» STATED PROBLEM 1
Answer these questions from the Silence Plus measurement report:
(a) What was the sensitivity of the accelerometer?
(b) Between which two frequencies were the intense resonances in the support surface found?
(c) Which resonance did not appear lower in amplitude once Silence Plus was placed on the surface?
— start of SELECTED EXTRACT —
Laboratory evaluation of Silence Plus was performed with the help of a simple vibration exciter that generated and transmitted vibrations of varying frequency to a conventional rack, the upper surface of which was used as the support surface (one can assume that this is our reference surface). The process included a Linn Sondek LP12 turntable as the device on which the basic vibration measurements were made. For these measurements, a single-axis piezoelectric accelerometer (with a sensitivity 9.5mV/g) was used, placed at two different points on the LP12, the fixed metallic part of the chassis and the free to oscillate platter where the lead-in of an LP is normally located.
The first measurement of interest is the measurement of vibrations in the support surface. Here, it appears that there is a series of intense resonances between 100Hz and 200Hz (red curve) which are decreasing, as the frequency of the vibration increases, up to the limit of the measurement at about 4kHz. This measurement is typical of this particular rack.
When the support surface is loaded with Silence Plus, its behavior, as expected, changes. Its character (as determined by the frequency and spacing between the resonances) remains the same in general, but their amplitude appears to be lower, with the exception of the resonance at 200Hz (green curve). This curve, i.e the behavior of the support surface when Silence Plus is already placed on it, is, in fact, the source of the vibrations with which the evaluation has been made.
— end of SELECTED EXTRACT —
— start of THE DATA —
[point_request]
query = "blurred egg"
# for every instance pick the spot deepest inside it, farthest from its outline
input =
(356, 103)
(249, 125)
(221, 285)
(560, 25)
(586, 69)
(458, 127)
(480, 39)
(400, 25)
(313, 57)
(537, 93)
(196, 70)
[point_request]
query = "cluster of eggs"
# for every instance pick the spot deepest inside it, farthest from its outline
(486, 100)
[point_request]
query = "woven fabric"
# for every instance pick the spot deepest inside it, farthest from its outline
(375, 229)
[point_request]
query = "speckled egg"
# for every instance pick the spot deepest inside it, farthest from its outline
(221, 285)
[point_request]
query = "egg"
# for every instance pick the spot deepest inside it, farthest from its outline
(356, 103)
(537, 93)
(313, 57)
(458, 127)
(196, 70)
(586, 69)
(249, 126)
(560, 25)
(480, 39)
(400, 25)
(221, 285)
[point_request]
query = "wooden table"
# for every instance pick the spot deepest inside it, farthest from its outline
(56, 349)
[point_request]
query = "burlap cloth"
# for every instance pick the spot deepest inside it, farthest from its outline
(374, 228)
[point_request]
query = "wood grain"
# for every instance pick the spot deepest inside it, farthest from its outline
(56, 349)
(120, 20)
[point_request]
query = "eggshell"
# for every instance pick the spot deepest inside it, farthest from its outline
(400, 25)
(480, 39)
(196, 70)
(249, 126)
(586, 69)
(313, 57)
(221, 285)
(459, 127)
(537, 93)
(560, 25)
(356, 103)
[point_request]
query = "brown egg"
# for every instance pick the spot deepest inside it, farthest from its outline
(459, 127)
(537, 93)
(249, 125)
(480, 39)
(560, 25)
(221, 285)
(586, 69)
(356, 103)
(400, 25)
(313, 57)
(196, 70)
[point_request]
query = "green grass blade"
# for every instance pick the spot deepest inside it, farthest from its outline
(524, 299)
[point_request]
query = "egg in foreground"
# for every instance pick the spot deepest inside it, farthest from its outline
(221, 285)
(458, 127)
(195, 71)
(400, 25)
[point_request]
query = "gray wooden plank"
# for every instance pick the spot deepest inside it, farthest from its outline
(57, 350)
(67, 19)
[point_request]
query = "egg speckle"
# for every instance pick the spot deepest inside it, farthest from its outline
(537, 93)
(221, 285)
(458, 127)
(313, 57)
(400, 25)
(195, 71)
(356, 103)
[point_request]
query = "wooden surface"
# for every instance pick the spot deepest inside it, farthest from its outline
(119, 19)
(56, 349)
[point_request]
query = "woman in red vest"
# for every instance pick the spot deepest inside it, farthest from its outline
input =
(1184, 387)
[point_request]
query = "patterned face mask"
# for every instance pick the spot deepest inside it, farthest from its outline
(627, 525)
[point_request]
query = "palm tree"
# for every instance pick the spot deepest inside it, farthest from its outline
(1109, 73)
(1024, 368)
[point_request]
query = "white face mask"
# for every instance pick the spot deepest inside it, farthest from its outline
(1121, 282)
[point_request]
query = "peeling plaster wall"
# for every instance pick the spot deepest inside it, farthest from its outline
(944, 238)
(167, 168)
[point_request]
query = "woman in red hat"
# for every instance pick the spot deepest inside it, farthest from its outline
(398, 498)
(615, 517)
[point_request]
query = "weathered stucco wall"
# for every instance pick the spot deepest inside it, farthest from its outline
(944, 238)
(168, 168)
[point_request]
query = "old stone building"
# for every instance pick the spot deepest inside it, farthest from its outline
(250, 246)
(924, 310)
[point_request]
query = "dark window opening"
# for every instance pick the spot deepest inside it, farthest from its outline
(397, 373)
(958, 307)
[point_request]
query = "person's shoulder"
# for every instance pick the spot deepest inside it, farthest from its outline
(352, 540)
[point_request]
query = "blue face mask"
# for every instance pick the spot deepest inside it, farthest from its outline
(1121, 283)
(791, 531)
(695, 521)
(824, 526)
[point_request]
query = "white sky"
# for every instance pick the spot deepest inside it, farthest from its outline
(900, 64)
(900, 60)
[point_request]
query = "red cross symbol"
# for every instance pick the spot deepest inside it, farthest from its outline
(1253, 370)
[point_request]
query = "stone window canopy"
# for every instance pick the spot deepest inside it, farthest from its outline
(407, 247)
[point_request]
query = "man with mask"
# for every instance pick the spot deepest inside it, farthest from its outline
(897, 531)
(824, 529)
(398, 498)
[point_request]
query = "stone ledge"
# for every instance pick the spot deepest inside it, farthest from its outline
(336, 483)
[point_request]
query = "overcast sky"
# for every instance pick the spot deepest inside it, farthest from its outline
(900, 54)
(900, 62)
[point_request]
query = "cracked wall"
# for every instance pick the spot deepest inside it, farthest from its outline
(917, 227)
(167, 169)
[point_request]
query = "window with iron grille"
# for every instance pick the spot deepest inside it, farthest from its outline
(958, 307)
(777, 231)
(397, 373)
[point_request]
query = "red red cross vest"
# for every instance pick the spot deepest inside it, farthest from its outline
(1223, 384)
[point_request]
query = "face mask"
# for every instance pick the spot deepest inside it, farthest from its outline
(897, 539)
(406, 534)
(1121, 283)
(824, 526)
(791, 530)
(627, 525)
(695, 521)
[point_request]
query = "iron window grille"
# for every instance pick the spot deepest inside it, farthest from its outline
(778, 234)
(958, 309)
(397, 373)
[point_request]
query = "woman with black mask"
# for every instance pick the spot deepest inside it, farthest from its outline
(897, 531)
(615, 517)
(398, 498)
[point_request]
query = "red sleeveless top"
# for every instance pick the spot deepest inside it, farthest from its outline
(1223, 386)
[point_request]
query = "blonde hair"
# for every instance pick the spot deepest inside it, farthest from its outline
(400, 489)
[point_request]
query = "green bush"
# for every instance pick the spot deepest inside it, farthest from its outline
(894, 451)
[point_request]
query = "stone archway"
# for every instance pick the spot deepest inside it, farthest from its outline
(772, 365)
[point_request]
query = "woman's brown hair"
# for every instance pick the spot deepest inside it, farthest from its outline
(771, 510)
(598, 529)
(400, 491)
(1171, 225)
— end of THE DATA —
» STATED PROBLEM 2
Select every line of the entries above that contains the string "green".

» COMPLETE RESPONSE 1
(a) 9.5mV/g
(b) 100Hz and 200Hz
(c) The resonance at 200Hz

» COMPLETE RESPONSE 2
query = "green grass blade"
query = "green bush"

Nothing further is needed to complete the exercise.